> Task to carry out:
Check every line of the entries for "rough", and copy the lines that hold it.
Start of Records for this task
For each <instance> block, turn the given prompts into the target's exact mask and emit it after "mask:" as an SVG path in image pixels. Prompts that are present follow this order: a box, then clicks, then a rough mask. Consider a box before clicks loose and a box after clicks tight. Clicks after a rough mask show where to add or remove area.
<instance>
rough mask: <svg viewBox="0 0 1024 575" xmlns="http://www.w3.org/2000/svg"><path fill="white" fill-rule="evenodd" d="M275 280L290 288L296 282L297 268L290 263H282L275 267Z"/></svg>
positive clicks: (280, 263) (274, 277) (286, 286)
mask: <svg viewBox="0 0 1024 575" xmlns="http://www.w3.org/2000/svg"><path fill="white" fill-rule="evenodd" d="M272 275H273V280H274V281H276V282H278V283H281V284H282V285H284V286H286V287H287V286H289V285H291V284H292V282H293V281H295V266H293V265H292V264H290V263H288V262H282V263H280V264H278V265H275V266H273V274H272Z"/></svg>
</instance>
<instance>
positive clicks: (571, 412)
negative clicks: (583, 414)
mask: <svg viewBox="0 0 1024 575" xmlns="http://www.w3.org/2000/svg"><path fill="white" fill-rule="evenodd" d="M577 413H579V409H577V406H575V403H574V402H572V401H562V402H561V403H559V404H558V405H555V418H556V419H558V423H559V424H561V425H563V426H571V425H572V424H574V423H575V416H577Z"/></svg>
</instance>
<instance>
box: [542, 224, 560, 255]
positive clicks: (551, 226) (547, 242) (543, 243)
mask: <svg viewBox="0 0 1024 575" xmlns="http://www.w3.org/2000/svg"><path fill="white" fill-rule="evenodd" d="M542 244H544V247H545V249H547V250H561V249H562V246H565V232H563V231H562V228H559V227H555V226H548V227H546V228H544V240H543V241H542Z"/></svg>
End of Records for this task
> Written reply:
For each <instance> block, turn the given prompts into the target's exact mask and emit it after "mask:" as an SVG path in image pixels. Prompts that are present follow this order: a box, then clicks, then a rough mask. Consider a box before clicks loose and a box after clicks tight. Clicks after a rough mask show where to add or remove area.
rough mask: <svg viewBox="0 0 1024 575" xmlns="http://www.w3.org/2000/svg"><path fill="white" fill-rule="evenodd" d="M275 280L290 288L296 282L297 268L290 263H282L275 267Z"/></svg>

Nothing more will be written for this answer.